» **SHORT PROBLEM**
Can you rewrite the listing below with every "tab-separated" changed to "space-separated" and nothing else altered? Leave the pictures out of your version.

## begin DATA FOR PROCESSING

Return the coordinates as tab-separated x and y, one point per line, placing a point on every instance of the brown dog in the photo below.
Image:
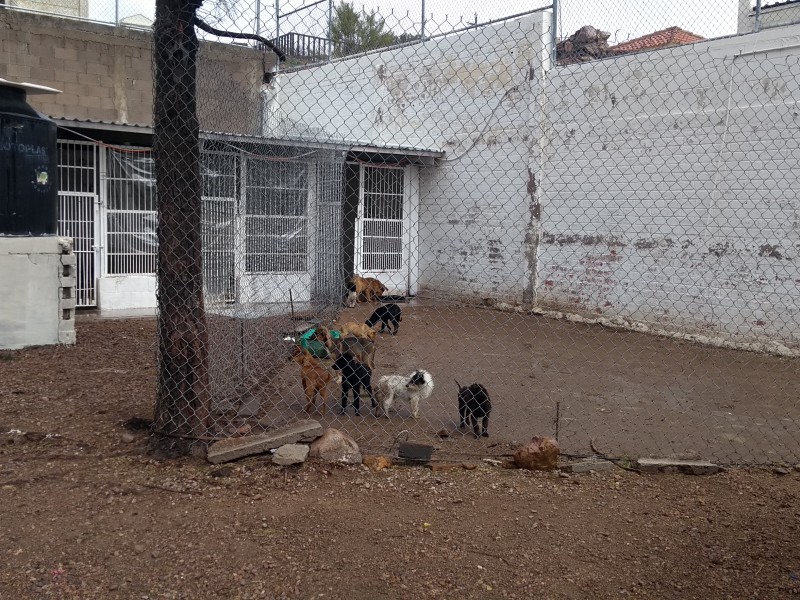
315	378
375	289
368	288
358	330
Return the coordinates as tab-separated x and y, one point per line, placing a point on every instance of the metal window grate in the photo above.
382	223
78	205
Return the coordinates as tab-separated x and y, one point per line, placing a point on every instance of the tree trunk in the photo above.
182	403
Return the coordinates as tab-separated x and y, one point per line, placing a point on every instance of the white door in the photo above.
386	227
78	213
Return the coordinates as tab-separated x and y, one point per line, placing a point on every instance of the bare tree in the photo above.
182	402
183	397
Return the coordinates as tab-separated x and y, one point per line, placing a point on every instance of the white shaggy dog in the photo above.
412	388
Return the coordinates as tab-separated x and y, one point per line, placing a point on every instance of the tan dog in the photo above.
368	288
375	289
315	379
357	329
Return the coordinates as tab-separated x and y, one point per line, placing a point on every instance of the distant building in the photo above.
773	14
137	20
68	8
665	38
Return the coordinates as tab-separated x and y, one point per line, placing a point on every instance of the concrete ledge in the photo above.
674	465
306	430
587	466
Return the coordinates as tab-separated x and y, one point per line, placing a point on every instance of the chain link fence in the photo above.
598	226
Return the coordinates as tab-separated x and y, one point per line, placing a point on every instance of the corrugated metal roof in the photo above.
310	140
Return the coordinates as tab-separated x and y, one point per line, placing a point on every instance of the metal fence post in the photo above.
330	30
422	29
758	15
554	33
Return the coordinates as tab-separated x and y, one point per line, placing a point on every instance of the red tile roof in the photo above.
673	36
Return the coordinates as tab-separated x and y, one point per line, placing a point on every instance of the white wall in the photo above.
659	187
465	94
770	16
126	292
671	194
37	307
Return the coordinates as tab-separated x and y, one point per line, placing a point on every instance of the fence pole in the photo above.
758	15
554	33
330	30
277	21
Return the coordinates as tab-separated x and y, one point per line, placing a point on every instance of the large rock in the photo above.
290	454
336	446
230	449
540	454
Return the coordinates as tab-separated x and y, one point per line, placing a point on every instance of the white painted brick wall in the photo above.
467	94
666	180
677	202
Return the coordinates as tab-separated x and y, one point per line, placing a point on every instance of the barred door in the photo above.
382	227
78	212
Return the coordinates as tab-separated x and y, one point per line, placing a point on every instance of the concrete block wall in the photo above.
38	307
670	193
106	72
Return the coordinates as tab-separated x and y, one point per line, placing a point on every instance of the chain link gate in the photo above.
603	234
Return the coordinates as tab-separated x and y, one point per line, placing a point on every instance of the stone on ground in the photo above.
336	446
540	454
290	454
305	430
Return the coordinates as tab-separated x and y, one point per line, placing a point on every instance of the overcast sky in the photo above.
624	19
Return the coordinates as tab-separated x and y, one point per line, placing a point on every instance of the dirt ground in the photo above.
633	394
85	512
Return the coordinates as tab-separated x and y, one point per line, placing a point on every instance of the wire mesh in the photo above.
599	226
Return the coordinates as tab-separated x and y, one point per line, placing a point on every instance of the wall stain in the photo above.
585	240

## end DATA FOR PROCESSING

» **WRITTEN ANSWER**
Return the coordinates as space-separated x and y, one point per line, placing a point on every instance of the brown dog in the photo below.
Image:
315	378
375	289
368	288
358	330
Return the coordinates as space-separated x and y, one point per line, placing a point on every instance of the metal window grate in the photo above.
382	223
78	205
Return the coordinates as space-separated x and y, one point per line, placing a point on every instance of the tree trunk in the photo above.
182	403
Return the coordinates as space-separated x and y, one point per line, placing a point on every instance of the white door in the photo above.
386	227
78	213
Return the coordinates as space-separated x and y, one point per line, placing a point on every instance of the bare tree in the photo above.
182	402
183	397
Return the coordinates as space-separated x and y, one point per line, placing a point on every instance of the white shaggy dog in the photo above.
412	388
Return the coordinates as space-separated x and y, one point per line, placing a point on every instance of the tan dog in the photo above.
368	288
375	289
315	379
357	329
Return the coordinates as space-separated x and y, one point per line, placing a point on every instance of the distant building in the photo above.
773	14
137	20
68	8
665	38
Return the coordinates as space-separated x and y, one point per line, placing a point on every instance of the concrete ledge in the photo above.
674	465
306	430
587	466
Return the coordinates as space-separated x and y, one point per line, placing a point on every instance of the chain link fence in the photo above.
598	226
Return the coordinates as space-separated x and y, one point per line, placing a point on every instance of the corrugated metal roof in the photo above.
310	140
Return the coordinates as space-separated x and y, one point per line, placing a point on every instance of the metal fence post in the photo above.
330	30
422	29
758	15
554	33
Return the coordinates as space-separated x and y, one point per line, placing a point on every instance of the red tile roof in the photo above.
673	36
Return the coordinates as space-separated x and y, one point per line, placing a point on every instance of the white wall in the photo above.
659	187
465	94
770	16
126	292
671	194
37	307
Return the coordinates as space-separated x and y, one point per line, placing a point on every instance of the fence pole in the photo above.
758	15
554	33
330	30
277	21
Return the coordinates as space-separated x and y, one point per line, placing a point on every instance of the large rock in the photo above.
290	454
336	446
230	449
540	454
Return the coordinates as space-separated x and y, one point per line, placing a point on every instance of the white painted brick wall in the photo above.
467	94
666	180
677	202
Return the coordinates as space-separated x and y, one point per line, placing a point on every instance of the barred door in the photo above.
382	227
78	212
Return the coordinates as space-separated x and y, one point per line, placing a point on every instance of the concrete block wall in the photo above.
38	307
670	193
106	72
Return the coordinates as space-separated x and y, one point per line, placing a point on every instance of the chain link gate in the photo above.
603	234
Return the coordinates as space-separated x and y, one point per line, placing a point on every instance of the stone on ground in the photo above.
336	446
540	454
290	454
305	430
Return the coordinates as space-separated x and y, one point per line, placing a point on every instance of the overcast sky in the photo above.
624	19
Return the coordinates as space-separated x and y, one point per line, placing a point on every instance of the dirt ground in the photo above.
633	394
85	512
Return the coordinates as space-separated x and y, one point per line, placing a point on every instance of the wire mesh in the photo above.
599	226
Return the coordinates as space-separated x and y, one point per line, placing a point on every instance of the wall stain in the photo above.
585	240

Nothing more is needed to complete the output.